EXERCISE REQUIREMENTS: Put every line of the items below into a Markdown table with two columns, Row and Item line. Number the rows in order and skip any blank lines.

## begin GIVEN RECORDS

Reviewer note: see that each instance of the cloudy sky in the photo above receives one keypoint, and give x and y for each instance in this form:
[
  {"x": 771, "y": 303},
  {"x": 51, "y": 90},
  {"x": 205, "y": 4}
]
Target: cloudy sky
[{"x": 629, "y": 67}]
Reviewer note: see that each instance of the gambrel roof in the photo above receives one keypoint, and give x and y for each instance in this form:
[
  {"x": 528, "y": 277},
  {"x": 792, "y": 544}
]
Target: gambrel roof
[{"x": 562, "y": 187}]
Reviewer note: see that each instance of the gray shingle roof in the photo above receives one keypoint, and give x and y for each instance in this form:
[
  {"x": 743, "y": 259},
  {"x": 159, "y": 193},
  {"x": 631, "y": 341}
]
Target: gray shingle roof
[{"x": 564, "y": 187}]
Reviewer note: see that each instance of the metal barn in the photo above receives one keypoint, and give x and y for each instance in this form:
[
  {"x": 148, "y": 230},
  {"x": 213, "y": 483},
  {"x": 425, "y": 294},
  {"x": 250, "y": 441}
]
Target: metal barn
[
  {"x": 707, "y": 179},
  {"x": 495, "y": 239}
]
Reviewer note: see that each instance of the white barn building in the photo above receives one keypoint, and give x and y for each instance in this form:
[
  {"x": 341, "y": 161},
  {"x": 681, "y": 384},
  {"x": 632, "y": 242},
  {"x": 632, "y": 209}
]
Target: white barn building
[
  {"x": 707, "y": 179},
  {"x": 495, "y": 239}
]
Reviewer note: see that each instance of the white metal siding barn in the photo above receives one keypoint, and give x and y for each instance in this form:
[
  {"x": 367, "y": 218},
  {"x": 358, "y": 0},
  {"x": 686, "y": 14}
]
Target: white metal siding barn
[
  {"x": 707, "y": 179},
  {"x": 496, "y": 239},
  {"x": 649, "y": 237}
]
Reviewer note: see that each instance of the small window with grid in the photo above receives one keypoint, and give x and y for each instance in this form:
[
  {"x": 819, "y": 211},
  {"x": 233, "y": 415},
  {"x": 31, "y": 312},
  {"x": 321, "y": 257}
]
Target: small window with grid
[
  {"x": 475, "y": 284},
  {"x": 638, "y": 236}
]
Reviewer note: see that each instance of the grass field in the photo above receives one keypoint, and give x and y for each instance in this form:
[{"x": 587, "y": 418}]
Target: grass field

## end GIVEN RECORDS

TASK OUTPUT:
| Row | Item line |
|---|---|
| 1 | Reviewer note: see that each instance of the cloudy sky in the photo above receives one keypoint, and give x and y for each instance in this form: |
| 2 | [ |
| 3 |   {"x": 771, "y": 303}, |
| 4 |   {"x": 51, "y": 90}, |
| 5 |   {"x": 205, "y": 4} |
| 6 | ] |
| 7 | Target: cloudy sky |
| 8 | [{"x": 629, "y": 67}] |
| 9 | Reviewer note: see that each instance of the gambrel roof in the photo above receives one keypoint, and give x and y for each instance in this form: |
| 10 | [ |
| 11 |   {"x": 528, "y": 277}, |
| 12 |   {"x": 792, "y": 544} |
| 13 | ] |
| 14 | Target: gambrel roof |
| 15 | [{"x": 562, "y": 187}] |
| 16 | Reviewer note: see that each instance of the gray shingle roof in the photo above receives one keypoint, and give x and y for each instance in this form: |
| 17 | [ |
| 18 |   {"x": 743, "y": 259}, |
| 19 |   {"x": 159, "y": 193}, |
| 20 |   {"x": 631, "y": 341} |
| 21 | ] |
| 22 | Target: gray shingle roof |
| 23 | [{"x": 564, "y": 187}] |
| 24 | Reviewer note: see that each instance of the metal barn in the photo above receives one keypoint, and give x and y for each instance in this form: |
| 25 | [ |
| 26 |   {"x": 148, "y": 230}, |
| 27 |   {"x": 213, "y": 483}, |
| 28 |   {"x": 425, "y": 294}, |
| 29 |   {"x": 250, "y": 441} |
| 30 | ] |
| 31 | Target: metal barn |
| 32 | [ |
| 33 |   {"x": 707, "y": 179}, |
| 34 |   {"x": 495, "y": 239} |
| 35 | ] |
| 36 | Reviewer note: see that each instance of the white barn building in the photo above receives one keypoint, and give x and y for each instance in this form: |
| 37 | [ |
| 38 |   {"x": 341, "y": 161}, |
| 39 |   {"x": 681, "y": 384}, |
| 40 |   {"x": 632, "y": 242}, |
| 41 |   {"x": 632, "y": 209} |
| 42 | ] |
| 43 | Target: white barn building |
| 44 | [ |
| 45 |   {"x": 707, "y": 179}, |
| 46 |   {"x": 495, "y": 239} |
| 47 | ] |
| 48 | Reviewer note: see that each instance of the white metal siding barn in the photo above receives one keypoint, and give x and y for each instance in this form: |
| 49 | [ |
| 50 |   {"x": 367, "y": 218}, |
| 51 |   {"x": 358, "y": 0}, |
| 52 |   {"x": 686, "y": 14} |
| 53 | ] |
| 54 | Target: white metal siding barn |
| 55 | [ |
| 56 |   {"x": 707, "y": 179}, |
| 57 |   {"x": 496, "y": 239}, |
| 58 |   {"x": 649, "y": 237} |
| 59 | ] |
| 60 | Reviewer note: see that each instance of the small window with grid in the photo above receives one keypoint, and give x and y for each instance in this form: |
| 61 | [ |
| 62 |   {"x": 819, "y": 211}, |
| 63 |   {"x": 233, "y": 415}, |
| 64 |   {"x": 31, "y": 312}, |
| 65 |   {"x": 321, "y": 257} |
| 66 | ] |
| 67 | Target: small window with grid |
| 68 | [ |
| 69 |   {"x": 475, "y": 284}, |
| 70 |   {"x": 638, "y": 236} |
| 71 | ] |
| 72 | Reviewer note: see that each instance of the grass field in the photo above receives one keypoint, and give x and y for each instance in this form: |
| 73 | [{"x": 587, "y": 418}] |
| 74 | Target: grass field |